*AIM:* Begin at the line that has "the cheek, a" and stop after the last line of the items. Write out every line in that span again in full, keeping the item text as is, and raise each coordinate in the answers by 134.
--- --- ---
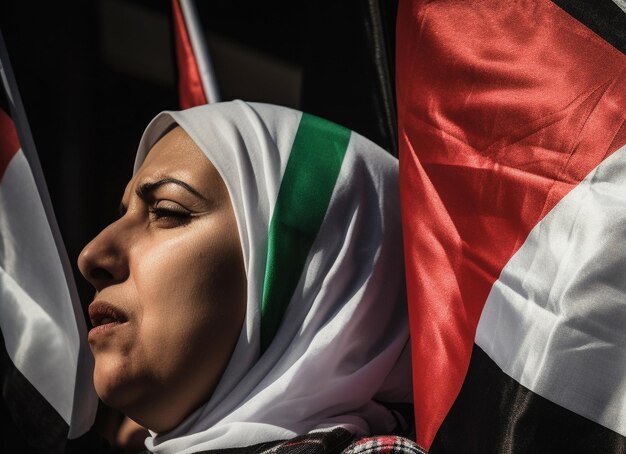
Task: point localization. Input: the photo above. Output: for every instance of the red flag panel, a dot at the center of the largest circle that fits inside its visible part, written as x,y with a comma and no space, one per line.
503,108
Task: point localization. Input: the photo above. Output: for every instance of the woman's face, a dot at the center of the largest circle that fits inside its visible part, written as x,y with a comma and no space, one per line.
171,288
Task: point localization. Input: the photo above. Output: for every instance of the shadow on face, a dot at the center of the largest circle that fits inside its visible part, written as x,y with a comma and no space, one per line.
171,288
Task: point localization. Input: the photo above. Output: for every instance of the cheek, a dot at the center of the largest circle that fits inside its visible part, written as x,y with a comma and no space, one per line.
193,311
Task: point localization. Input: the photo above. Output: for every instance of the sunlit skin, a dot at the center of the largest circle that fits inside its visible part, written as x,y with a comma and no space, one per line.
171,288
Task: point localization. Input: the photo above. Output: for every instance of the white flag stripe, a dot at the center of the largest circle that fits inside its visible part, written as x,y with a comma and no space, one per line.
555,321
28,209
40,334
200,50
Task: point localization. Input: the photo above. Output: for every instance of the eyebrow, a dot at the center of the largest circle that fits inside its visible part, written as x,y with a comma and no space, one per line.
146,189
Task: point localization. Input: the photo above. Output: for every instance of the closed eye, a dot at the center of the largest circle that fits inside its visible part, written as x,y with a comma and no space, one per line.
169,212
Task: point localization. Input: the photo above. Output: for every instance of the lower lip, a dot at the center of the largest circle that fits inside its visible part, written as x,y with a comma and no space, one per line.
102,329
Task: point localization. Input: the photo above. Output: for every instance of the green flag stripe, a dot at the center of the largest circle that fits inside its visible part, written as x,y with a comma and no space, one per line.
310,176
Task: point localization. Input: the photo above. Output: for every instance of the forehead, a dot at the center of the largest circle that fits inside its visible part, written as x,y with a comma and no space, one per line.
177,155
--- --- ---
*WRITTEN ANSWER:*
Task: point localization. Input: the photo above. Output: for every instance of the cheek, a dot at the center of the largest circle that fits inside its visible part, written as x,y with a comma and no space, one per line.
327,445
Task: point localization. Input: the photo above. Output: for every instance of the sunlit skin, a dot at the center of the largest circle that fits inside its visible part, written as x,y with a comma and no space, one per line.
305,422
Task: point localization. Input: the photo above. Output: for every instance of the white flag stripe, a dot at the center of the largest circle that fits inside its visible part, written as x,y with a comma and no space, one per line.
689,455
162,343
174,468
334,184
Task: point localization. Input: the photo above. Output: for every instance of the eyebrow, a dot at the center of the largest circle that fits inside its visible part, written as x,y with a comma and no space, one per line.
280,323
Task: point localization. Input: the photo above. Output: for every instance of the closed eye, a dot at the center of the largest circle that fits inside its visible part, written as x,y with a comma and no space, one per line.
303,346
Task: point localization. Input: the photo above. Output: for every instance of the lower lip, a dot at the center of the largest circle that fits inside its visible part, written as x,y with a comma and no space, one per line.
236,463
Task: point localization. Input: the photo above. Output: for every instance of the green flag stripe, a dot at the center of the largest circle that fits inside its visible part, written as x,y with a comma and no space, one per line.
444,310
Task: point localization. Input: the photo above. Output: for every instance of the forehead, a dot at the center of the largest circle that fits inside its visible part, written as x,y with a comma and no space, one per line.
311,289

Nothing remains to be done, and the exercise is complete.